List all lines of the data that include the string "point".

:::::

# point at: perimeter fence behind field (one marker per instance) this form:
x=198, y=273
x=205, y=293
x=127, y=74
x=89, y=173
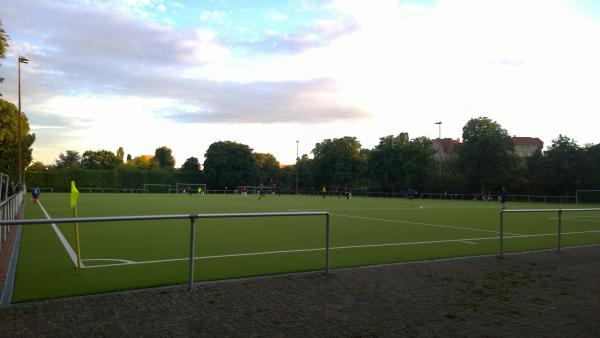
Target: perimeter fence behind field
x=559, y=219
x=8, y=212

:::::

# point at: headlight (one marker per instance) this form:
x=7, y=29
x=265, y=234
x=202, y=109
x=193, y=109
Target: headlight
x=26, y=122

:::::

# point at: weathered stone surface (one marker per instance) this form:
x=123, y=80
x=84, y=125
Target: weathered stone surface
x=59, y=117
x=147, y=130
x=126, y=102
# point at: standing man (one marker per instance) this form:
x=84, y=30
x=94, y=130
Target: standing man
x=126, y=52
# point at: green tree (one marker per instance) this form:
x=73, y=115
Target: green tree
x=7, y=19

:::::

**Response area:**
# point at: perimeter fence behind field (one marker per instance) this form:
# point at: headlight (one marker per instance) this form:
# point at: weathered stone surface (one marker per instance) this form:
# point at: standing man (one marker per instance) this form:
# point at: green tree (one marker per instance) this form:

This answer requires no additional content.